ERFORDERLICHE AUFGABE A:
Welche Rolle wurde der Knesset laut dem Text über die Demokratie in Israel zugewiesen, nachdem sich die Gruppierungen nicht auf eine Verfassung einigen konnten?
ERFORDERLICHE AUFGABE B:
Greif den Text über die Demokratie in Israel nach seinem letzten Satz auf und schreib ihn weiter.

UNTERSUCHTER TEXT:
Rechtsruck in Israel: Ist die Demokratie im jüdischen Staat bedroht?

Israel hat bis heute keine Verfassung, die Gewaltenteilung wirkt fragil. Ist eine mögliche rechtsgerichtete Regierung unter Benjamin Netanjahu eine Gefahr für das Land? Ein Gastbeitrag.

Israels Demokratie ist fragiler als andere westliche Demokratien und anfälliger dafür, von einer Mehrheit ausgenutzt zu werden, die populistische Ideen verfolgt.

Einige Pläne der voraussichtlich zukünftig rechtsgerichteten Regierung unter Benjamin Netanjahu stellen deshalb eine ernsthafte Bedrohung dar für die israelische Demokratie, wie wir sie kennen.

Um die Verwundbarkeit des demokratischen Systems Israels zu erklären, hilft ein kurzer Blick zurück in die Geschichte des Landes.

Schwieriges Verhältnis zwischen Religion und Staat

Unmittelbar nach der Gründung Israels im Jahr 1948 wurde es von sieben verschiedenen arabischen Armeen angegriffen, die den israelischen Staat vernichten wollten.

Für die damalige israelische Führung war es daher von entscheidender Bedeutung, einen Konsens zwischen verschiedenen Fraktionen herzustellen, um effektiv Entscheidungen treffen zu können.

Allerdings konnten sich die unterschiedlichen Gruppierungen nicht auf eine Verfassung einigen, vor allem wegen Meinungsverschiedenheiten über das Verhältnis von Religion und Staat. Daher beschloss man, der Knesset, dem israelischen Parlament, die Rolle einer verfassungsgebenden Versammlung zuzuweisen.

Eine starke demokratische Tradition

Innerhalb eines Jahres sollte die Knesset eine Verfassung verabschieden. Leider ist das nie geschehen, und 73 Jahre später hat Israel immer noch keine Verfassung, die grundlegende Prinzipien wie die Rechte des Individuums oder das Verhältnis der verschiedenen Gewalten festschreiben würde.

Dass Israel dennoch zu einer lebendigen Demokratie geworden ist, hat das Land in erster Linie den starken demokratischen Traditionen zu verdanken, die sich im Laufe der Zeit herausgebildet haben.

In welchem verhältnis sollten Politik und Religion stehen?
In welchem verhältnis sollten Politik und Religion stehen?

© imago stock&people / imago stock&people

Da diese Tradition jedoch nicht in einer Verfassung verankert ist, gibt es nichts, was die demokratischen Spielregeln vor einer Mehrheit schützen könnte, die das politische System verändern will.

Justizreformen wären tiefgreifend

Die künftige Regierungskoalition wird höchstwahrscheinlich aus Netanjahus Likud-Partei, der rechten Partei Religiöser Zionismus sowie zwei ultraorthodoxen Kräften bestehen.

Gesammelte Daten:
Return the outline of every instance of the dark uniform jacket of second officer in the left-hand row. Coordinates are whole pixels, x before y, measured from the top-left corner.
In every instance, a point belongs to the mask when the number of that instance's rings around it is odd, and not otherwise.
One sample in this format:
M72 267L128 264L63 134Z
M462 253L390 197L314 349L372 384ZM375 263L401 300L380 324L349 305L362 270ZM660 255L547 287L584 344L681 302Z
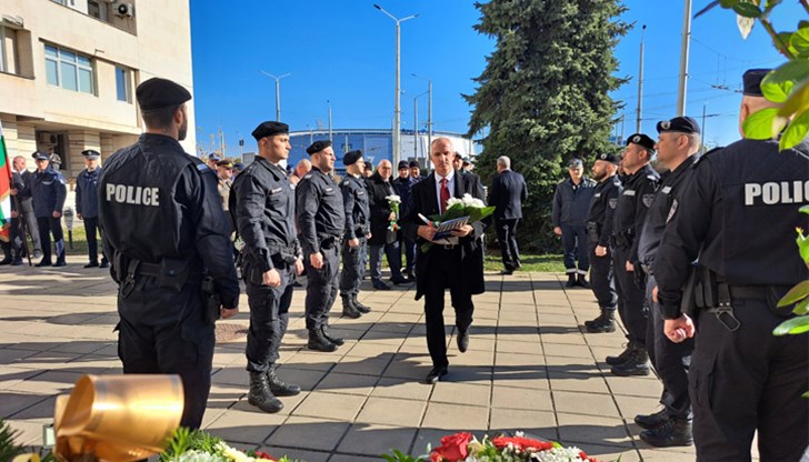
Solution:
M244 259L262 273L274 268L281 249L300 255L294 230L294 190L287 172L258 157L230 187L229 209L239 230Z

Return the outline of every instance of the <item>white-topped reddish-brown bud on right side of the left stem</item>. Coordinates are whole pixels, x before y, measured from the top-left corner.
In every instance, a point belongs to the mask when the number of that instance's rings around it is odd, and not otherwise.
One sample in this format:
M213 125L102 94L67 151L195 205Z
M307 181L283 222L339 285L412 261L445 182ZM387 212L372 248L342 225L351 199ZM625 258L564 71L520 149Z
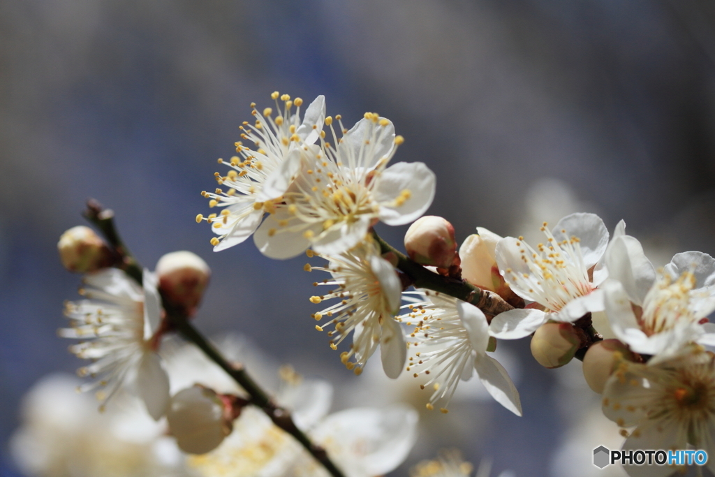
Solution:
M193 315L211 277L206 262L192 252L171 252L159 258L156 273L162 295Z

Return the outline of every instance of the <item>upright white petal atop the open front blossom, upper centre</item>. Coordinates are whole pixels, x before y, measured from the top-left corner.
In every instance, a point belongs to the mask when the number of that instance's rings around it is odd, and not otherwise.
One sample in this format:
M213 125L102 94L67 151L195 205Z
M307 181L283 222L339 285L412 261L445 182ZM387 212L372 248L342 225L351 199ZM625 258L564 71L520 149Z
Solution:
M370 169L383 157L391 156L395 148L395 127L389 119L386 126L378 124L363 118L343 134L337 144L337 157L345 167Z

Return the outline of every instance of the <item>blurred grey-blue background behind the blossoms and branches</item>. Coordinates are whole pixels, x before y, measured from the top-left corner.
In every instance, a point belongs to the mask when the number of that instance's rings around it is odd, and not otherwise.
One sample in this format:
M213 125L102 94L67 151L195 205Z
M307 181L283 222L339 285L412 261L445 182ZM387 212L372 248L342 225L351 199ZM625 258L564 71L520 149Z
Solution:
M56 242L83 223L88 197L116 212L147 267L172 250L209 263L196 321L207 334L242 333L328 378L334 410L412 399L413 387L355 391L373 378L347 372L313 329L305 257L272 261L252 240L215 254L194 222L250 102L270 106L274 90L325 94L345 124L392 119L406 139L393 160L435 171L428 213L460 240L476 226L528 236L582 210L609 230L624 219L657 265L715 255L712 2L0 0L2 475L23 475L9 451L22 395L79 366L56 338L79 279ZM380 232L400 245L405 228ZM500 350L521 376L523 418L466 393L450 414L423 416L395 475L450 447L497 473L585 476L594 447L620 445L579 363L543 369L528 340Z

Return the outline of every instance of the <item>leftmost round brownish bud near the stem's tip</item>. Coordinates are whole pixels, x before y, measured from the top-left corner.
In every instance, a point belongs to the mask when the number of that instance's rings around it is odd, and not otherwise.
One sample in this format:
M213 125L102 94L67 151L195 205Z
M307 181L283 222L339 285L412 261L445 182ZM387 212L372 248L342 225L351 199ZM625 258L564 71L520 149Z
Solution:
M84 225L64 232L57 242L59 260L70 272L96 272L112 264L112 252L107 244Z

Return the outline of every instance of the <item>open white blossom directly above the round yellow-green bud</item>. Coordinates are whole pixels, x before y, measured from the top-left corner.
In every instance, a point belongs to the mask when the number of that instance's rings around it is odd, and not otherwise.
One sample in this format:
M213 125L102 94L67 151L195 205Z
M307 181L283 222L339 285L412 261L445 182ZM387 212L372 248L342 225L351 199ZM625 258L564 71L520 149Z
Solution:
M496 315L490 323L496 338L524 338L548 320L573 323L586 313L603 310L603 293L596 289L607 277L601 266L608 246L603 220L576 213L563 217L552 231L544 222L541 231L546 244L536 249L522 237L506 237L496 246L499 271L511 290L543 308Z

ANTWORT A:
Die Rolle einer verfassungsgebenden Versammlung.

ANTWORT B:
Was ihre Pläne betrifft, besteht noch viel Unsicherheit: Schließlich sind die Absichten, die Parteien im Wahlkampf verkünden, selten deckungsgleich mit dem, was sie später in Gesetzesform gießen.

Benjamin Netanjahus rechts-zionistischer Kurs könnte Israels Demokratie tiefgreifend verändern.
Benjamin Netanjahus rechts-zionistischer Kurs könnte Israels Demokratie tiefgreifend verändern.

© Foto: AFP/ Sebastian Scheiner

Einige Justizreformen, die die Vertreter des Religiösen Zionismus bisher vorgeschlagen haben, geben allerdings Grund zur Besorgnis: Sie könnten das System der Gewaltenteilung, der Checks and Balances, tiefgreifend verändern.

Zu diesen Initiativen zählt die sogenannte Aufhebungsklausel. Bislang kann der Oberste Gerichtshof Gesetze, die das Parlament beschließt, auf ihre Rechtmäßigkeit überprüfen.

Die neue Klausel dagegen würde es einer einfachen Knesset-Mehrheit von 61 Abgeordneten erlauben, diese Prüfungen aufzuheben.

Eine zweite Initiative ist der Versuch, Politikern der Parlamentsmehrheit die ausschließliche Kontrolle über die Ernennung von Richtern zu geben. Und eine dritte Initiative zielt darauf ab, einige der Positionen im öffentlichen Dienst zu politisieren.

Kein Schutz von Minderheiten

Würden all diese Schritte tatsächlich umgesetzt, führte dies zu einer Machtkonzentration in den Händen der politischen Exekutive, ohne die Möglichkeit angemessener gerichtlicher Kontrollen und ohne Schutz der Rechte von Minderheiten.

Gesetzesinitiativen, die beispielsweise die Rechte von Minderheiten wie der LGBT-Community oder den arabischen Bürgern Israels verletzen, blieben dann unangefochten. Dies würde das Wesen der israelischen Demokratie fundamental verändern.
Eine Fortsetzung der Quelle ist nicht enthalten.